PROMPT:
Can you retype all of the entries below, character for character?
---- LISTED RECORDS
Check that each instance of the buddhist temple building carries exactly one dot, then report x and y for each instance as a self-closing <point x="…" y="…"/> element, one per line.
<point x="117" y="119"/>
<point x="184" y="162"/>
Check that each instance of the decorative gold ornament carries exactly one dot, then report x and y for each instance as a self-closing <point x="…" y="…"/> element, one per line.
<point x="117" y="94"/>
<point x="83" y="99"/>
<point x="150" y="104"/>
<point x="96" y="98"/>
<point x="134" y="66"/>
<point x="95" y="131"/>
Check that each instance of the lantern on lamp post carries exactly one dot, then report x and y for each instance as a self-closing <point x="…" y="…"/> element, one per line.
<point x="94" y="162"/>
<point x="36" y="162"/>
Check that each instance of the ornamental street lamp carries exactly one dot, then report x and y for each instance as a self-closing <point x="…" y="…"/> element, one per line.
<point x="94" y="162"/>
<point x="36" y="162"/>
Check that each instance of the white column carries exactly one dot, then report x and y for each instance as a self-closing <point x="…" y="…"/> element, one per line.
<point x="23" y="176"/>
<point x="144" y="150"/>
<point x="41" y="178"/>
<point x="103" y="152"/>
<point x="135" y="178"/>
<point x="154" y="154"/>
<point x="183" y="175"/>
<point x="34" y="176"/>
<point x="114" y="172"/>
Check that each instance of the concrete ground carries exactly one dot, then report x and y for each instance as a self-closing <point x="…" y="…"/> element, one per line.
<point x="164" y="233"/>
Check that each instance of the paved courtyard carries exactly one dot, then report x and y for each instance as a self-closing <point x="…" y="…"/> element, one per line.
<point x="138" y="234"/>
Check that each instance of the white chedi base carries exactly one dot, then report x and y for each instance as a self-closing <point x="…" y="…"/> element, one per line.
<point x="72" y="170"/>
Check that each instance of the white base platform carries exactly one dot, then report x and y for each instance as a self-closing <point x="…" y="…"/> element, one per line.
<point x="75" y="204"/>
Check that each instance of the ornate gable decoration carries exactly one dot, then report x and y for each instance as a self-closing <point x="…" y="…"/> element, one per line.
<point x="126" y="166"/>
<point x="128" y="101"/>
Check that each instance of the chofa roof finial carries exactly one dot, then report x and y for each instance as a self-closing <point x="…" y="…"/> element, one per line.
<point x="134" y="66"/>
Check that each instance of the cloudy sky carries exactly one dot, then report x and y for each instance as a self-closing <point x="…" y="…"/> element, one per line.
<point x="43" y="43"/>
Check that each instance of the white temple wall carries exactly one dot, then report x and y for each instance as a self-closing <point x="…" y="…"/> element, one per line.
--------
RESULT OF THIS TASK:
Check that each instance of the buddhist temple building carries exactly one dot, then report x and y for each instance as a self-closing <point x="…" y="…"/> element, one per line.
<point x="117" y="119"/>
<point x="184" y="162"/>
Check that each instance of the decorative gold ornament carries exactly one dot, then report x and y for each instance as a self-closing <point x="…" y="…"/> element, one per line.
<point x="117" y="94"/>
<point x="83" y="99"/>
<point x="150" y="104"/>
<point x="96" y="98"/>
<point x="134" y="66"/>
<point x="95" y="131"/>
Check that each instance of the lantern on lamp post carries exactly one dot, then report x and y for each instance as a self-closing <point x="…" y="…"/> element, one per line.
<point x="94" y="162"/>
<point x="36" y="162"/>
Check that each instance of the ornamental street lamp carries exactly one dot, then report x and y for each instance as a self-closing <point x="…" y="…"/> element, one per line.
<point x="94" y="162"/>
<point x="36" y="162"/>
Check that each instance of the white column carries exactly one dot, then report x and y for each instance as a self-closing <point x="…" y="…"/> element, one per line.
<point x="23" y="176"/>
<point x="144" y="150"/>
<point x="41" y="178"/>
<point x="103" y="152"/>
<point x="135" y="178"/>
<point x="154" y="154"/>
<point x="183" y="175"/>
<point x="34" y="176"/>
<point x="114" y="172"/>
Check that each instance of the concrete ground carries exactly one dot, then report x and y for each instance as a self-closing <point x="…" y="…"/> element, one per line.
<point x="164" y="233"/>
Check that each instance of the paved courtyard carries exactly one dot, then report x and y for each instance as a self-closing <point x="…" y="…"/> element, one per line.
<point x="138" y="234"/>
Check that each instance of the white chedi base carries exactly one dot, then report x and y for each instance as a self-closing <point x="…" y="…"/> element, one per line.
<point x="72" y="170"/>
Check that each instance of the white base platform carries exactly one dot, then report x and y for each instance as a self-closing <point x="…" y="…"/> element, one per line.
<point x="75" y="204"/>
Check that each instance of the ornate gable decoration carries exactly one dot, then report x and y for each instance as a self-closing <point x="…" y="…"/> element, one per line.
<point x="126" y="166"/>
<point x="128" y="101"/>
Check that each instance of the chofa roof finial carries exactly one dot, then report x and y for each instance as a self-closing <point x="…" y="…"/> element, one per line.
<point x="134" y="66"/>
Check that each instance of the cloudy sky carries exactly one dot, then report x and y for each instance as a self-closing <point x="…" y="…"/> element, one per line.
<point x="43" y="43"/>
Check that each instance of the white temple wall carries exactly one dot, then report x and y for each instance as a self-closing <point x="…" y="…"/> element, one per line.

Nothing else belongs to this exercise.